▸ Request
Reproduce the records verbatim, starting at the beginning and ending at the line that contains "positive clicks: (81, 248) (88, 288)", with that line included. Omit the pictures.

▸ Dataset

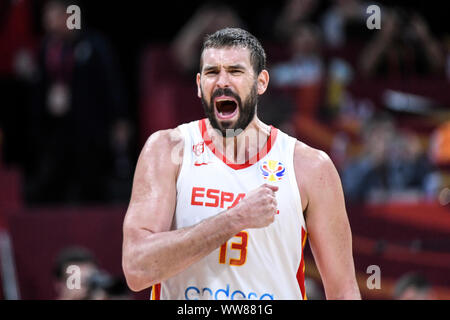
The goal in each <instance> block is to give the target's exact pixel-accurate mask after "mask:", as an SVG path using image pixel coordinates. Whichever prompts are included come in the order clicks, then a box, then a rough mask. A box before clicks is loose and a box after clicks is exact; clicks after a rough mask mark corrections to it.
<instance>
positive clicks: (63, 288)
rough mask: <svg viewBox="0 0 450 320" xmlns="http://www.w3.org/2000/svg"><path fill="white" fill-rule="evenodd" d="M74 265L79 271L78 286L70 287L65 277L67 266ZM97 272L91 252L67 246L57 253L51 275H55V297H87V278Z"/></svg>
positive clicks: (81, 248) (88, 288)
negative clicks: (57, 254) (55, 292)
mask: <svg viewBox="0 0 450 320" xmlns="http://www.w3.org/2000/svg"><path fill="white" fill-rule="evenodd" d="M71 265H74V266H77V267H78V268H79V271H80V278H81V279H80V288H70V286H68V284H67V279H68V277H69V276H70V273H68V267H69V266H71ZM96 272H98V265H97V262H96V259H95V258H94V256H93V254H92V253H91V252H90V251H89V250H87V249H86V248H83V247H67V248H64V249H63V250H61V252H60V253H59V254H58V256H57V258H56V260H55V263H54V270H53V275H54V277H55V280H56V281H55V290H56V299H58V300H84V299H88V298H89V288H90V283H89V279H90V278H91V276H92V275H93V274H95V273H96Z"/></svg>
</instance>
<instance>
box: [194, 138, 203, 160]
mask: <svg viewBox="0 0 450 320" xmlns="http://www.w3.org/2000/svg"><path fill="white" fill-rule="evenodd" d="M192 151H193V152H194V154H195V155H196V156H197V157H199V156H200V155H201V154H202V153H203V152H204V151H205V142H203V141H202V142H200V143H197V144H195V145H193V146H192Z"/></svg>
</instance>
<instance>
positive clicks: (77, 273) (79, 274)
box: [66, 265, 81, 290]
mask: <svg viewBox="0 0 450 320" xmlns="http://www.w3.org/2000/svg"><path fill="white" fill-rule="evenodd" d="M66 273H67V274H68V275H69V276H68V277H67V280H66V286H67V289H69V290H74V289H75V290H79V289H81V269H80V267H79V266H77V265H70V266H68V267H67V269H66Z"/></svg>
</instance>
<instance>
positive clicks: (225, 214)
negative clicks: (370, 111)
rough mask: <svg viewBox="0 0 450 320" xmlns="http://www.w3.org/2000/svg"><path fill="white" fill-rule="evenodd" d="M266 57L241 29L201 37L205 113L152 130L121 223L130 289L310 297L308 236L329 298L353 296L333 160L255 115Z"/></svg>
mask: <svg viewBox="0 0 450 320" xmlns="http://www.w3.org/2000/svg"><path fill="white" fill-rule="evenodd" d="M265 59H266V57H265V53H264V50H263V48H262V47H261V44H260V43H259V41H258V40H257V39H256V38H255V37H254V36H252V35H251V34H249V33H248V32H246V31H244V30H242V29H234V28H226V29H222V30H219V31H217V32H216V33H214V34H212V35H209V36H208V37H207V38H206V39H205V42H204V44H203V49H202V54H201V58H200V72H199V73H198V74H197V86H198V96H199V98H201V100H202V103H203V106H204V109H205V112H206V115H207V118H206V119H203V120H199V121H194V122H191V123H187V124H183V125H180V126H179V127H177V128H176V129H172V130H164V131H160V132H156V133H154V134H152V135H151V136H150V138H149V139H148V141H147V142H146V144H145V146H144V148H143V150H142V153H141V155H140V157H139V160H138V164H137V167H136V172H135V178H134V183H133V191H132V196H131V200H130V204H129V208H128V211H127V214H126V217H125V221H124V227H123V232H124V240H123V257H122V264H123V269H124V272H125V276H126V279H127V282H128V285H129V286H130V288H131V289H132V290H134V291H140V290H143V289H145V288H148V287H150V286H152V298H153V299H305V298H306V295H305V287H304V271H305V261H304V256H303V247H304V245H305V242H306V237H307V235H309V243H310V246H311V249H312V252H313V255H314V259H315V262H316V264H317V267H318V269H319V272H320V275H321V277H322V281H323V285H324V289H325V293H326V296H327V298H328V299H359V298H360V294H359V289H358V287H357V283H356V280H355V270H354V263H353V257H352V242H351V231H350V227H349V223H348V219H347V214H346V210H345V204H344V198H343V192H342V188H341V183H340V179H339V176H338V173H337V171H336V169H335V167H334V165H333V163H332V162H331V160H330V158H329V157H328V156H327V155H326V154H325V153H324V152H322V151H319V150H316V149H313V148H311V147H309V146H307V145H305V144H304V143H302V142H300V141H297V140H296V139H294V138H292V137H289V136H288V135H286V134H285V133H283V132H281V131H280V130H278V129H276V128H274V127H271V126H269V125H267V124H265V123H263V122H261V121H260V120H259V119H258V116H257V115H256V109H257V98H258V95H262V94H263V93H264V92H265V91H266V89H267V86H268V84H269V73H268V71H267V70H266V69H265ZM182 107H183V101H180V108H182ZM178 155H180V156H179V159H177V157H178ZM178 160H179V161H178Z"/></svg>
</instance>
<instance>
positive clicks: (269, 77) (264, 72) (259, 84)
mask: <svg viewBox="0 0 450 320" xmlns="http://www.w3.org/2000/svg"><path fill="white" fill-rule="evenodd" d="M269 78H270V77H269V72H268V71H267V70H266V69H264V70H262V71H261V72H260V73H259V75H258V79H257V82H258V94H259V95H261V94H263V93H264V92H266V90H267V86H268V85H269Z"/></svg>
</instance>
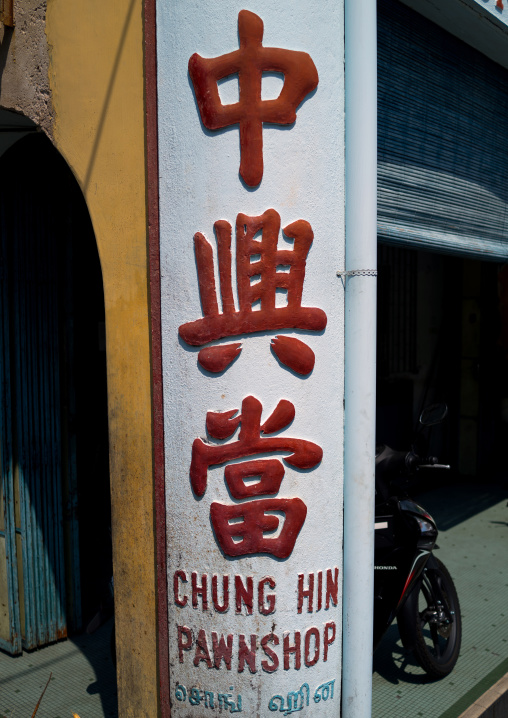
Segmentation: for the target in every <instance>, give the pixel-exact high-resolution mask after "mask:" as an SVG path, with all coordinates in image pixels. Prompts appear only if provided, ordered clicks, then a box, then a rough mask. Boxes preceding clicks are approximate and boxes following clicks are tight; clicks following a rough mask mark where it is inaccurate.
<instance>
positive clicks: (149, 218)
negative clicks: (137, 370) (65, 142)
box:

▸ Problem solution
The goal in each <instance> block is to give the target's exact pixel-accurate mask after "mask:", as an SVG path using image pixel coordinates. Whichever prompts are included come in the order clicks, then a box, then a rough mask. A box before clicks is loose and a box after clicks is exact; clicks after a rough mask mark corrections to it.
<instance>
positive clicks: (63, 288)
rough mask: <svg viewBox="0 0 450 320" xmlns="http://www.w3.org/2000/svg"><path fill="white" fill-rule="evenodd" d="M74 265L79 271L78 286L70 287L65 277L67 266ZM97 272L91 252L67 246L57 253L51 275H55V297H87V278Z"/></svg>
positive clicks: (81, 248) (88, 288)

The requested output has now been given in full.